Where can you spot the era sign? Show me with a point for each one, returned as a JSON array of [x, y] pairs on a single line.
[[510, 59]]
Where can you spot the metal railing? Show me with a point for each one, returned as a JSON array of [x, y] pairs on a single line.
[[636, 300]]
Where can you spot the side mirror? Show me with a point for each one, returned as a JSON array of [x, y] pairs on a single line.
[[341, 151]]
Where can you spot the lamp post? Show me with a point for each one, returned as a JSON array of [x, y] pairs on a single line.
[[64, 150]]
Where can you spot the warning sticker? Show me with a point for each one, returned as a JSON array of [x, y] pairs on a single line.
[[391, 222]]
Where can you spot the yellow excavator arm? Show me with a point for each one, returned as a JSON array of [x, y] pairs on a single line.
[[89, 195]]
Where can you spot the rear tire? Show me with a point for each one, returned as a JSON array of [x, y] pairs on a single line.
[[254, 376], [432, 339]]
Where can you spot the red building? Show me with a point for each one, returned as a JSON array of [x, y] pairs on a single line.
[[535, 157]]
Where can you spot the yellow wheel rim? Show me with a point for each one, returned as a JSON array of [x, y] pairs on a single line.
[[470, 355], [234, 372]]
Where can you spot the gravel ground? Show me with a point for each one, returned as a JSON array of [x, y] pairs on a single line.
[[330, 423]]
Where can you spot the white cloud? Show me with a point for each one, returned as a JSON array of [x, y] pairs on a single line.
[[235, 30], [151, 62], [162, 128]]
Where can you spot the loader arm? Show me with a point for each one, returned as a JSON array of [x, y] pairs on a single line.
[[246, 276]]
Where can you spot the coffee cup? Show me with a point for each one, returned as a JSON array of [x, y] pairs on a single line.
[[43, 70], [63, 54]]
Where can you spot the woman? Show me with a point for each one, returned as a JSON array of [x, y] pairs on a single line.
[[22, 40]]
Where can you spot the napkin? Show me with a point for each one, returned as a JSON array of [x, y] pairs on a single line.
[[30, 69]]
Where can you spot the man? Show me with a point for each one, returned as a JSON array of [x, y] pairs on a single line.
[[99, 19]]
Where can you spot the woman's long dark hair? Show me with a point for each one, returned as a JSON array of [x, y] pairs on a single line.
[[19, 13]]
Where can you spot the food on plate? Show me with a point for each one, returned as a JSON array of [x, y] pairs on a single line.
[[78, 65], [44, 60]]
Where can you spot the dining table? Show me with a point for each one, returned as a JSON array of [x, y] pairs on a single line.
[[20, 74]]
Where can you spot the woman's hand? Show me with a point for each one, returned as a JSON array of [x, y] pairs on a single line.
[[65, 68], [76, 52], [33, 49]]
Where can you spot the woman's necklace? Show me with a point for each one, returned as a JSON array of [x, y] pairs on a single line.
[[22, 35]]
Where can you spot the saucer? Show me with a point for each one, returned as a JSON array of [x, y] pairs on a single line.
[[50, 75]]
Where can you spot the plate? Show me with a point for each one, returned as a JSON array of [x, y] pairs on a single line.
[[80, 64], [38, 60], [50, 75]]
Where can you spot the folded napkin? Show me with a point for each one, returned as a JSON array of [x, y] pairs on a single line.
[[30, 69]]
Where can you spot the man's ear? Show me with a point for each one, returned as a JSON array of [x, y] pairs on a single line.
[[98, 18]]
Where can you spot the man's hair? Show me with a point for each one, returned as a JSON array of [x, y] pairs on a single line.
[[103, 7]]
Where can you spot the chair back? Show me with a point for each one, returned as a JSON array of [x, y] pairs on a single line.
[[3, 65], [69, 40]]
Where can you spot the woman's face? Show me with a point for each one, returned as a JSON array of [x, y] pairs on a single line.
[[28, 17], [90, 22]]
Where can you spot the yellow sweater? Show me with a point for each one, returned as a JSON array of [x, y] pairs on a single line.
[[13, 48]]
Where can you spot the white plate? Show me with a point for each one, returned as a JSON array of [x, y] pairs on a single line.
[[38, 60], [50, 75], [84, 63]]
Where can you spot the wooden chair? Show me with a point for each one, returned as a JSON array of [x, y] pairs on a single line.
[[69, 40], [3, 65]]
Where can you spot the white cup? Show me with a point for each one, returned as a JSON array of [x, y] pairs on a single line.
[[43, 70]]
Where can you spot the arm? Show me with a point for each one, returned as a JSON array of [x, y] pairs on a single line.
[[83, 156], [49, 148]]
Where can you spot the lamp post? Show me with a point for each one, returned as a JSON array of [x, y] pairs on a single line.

________________________

WRITTEN PROBLEM: Extract every line from the one containing "Where can you spot the folded" to the end of the entries, including both of those lines, exactly as given and with nothing added.

THE ANSWER:
Where can you spot the folded napkin? Show me with a point for each one, returned as a JSON array of [x, y] pairs on a single line.
[[30, 69]]
Where can you spot the man's ear? Show me with a point for each one, returned as a JSON array of [x, y] pairs on a single line.
[[98, 18]]
Where can you spot the man's hair? Show me with a point for each one, returned as a JSON array of [x, y] pairs on a single line.
[[103, 7]]
Where can you spot the chair back? Show me with a point for each one, returned as a JSON array of [x, y] pairs on a single line.
[[3, 65], [69, 40]]
Where can you spot the woman's face? Show me with a point for each one, returned as a JSON array of [x, y] pairs on a single line.
[[28, 17], [90, 22]]
Where can you spot the yellow sweater? Show me with a point for each one, returned as a JSON array of [x, y] pairs on a single line.
[[13, 48]]
Where can you spot the white plate? Show me with a point for each one, returned as a JSON array of [x, y] pairs on a single line.
[[38, 60], [50, 75], [84, 63]]
Where can you spot the wooden chair? Show me with a point for each one, returned as a JSON array of [x, y] pairs on a single line.
[[69, 40], [3, 65]]
Where can you spot the white cup? Show me with a point for each one, returned as a JSON array of [x, y] pairs on a single line.
[[43, 70]]
Where can you spot the arm? Show me with a point for each one, returned as a JSON array of [x, y] pairs on a single line.
[[83, 156], [49, 148]]
Where can you spot the lamp post? Show me with a point for each one, returned as a JSON array of [x, y] pairs on a single line.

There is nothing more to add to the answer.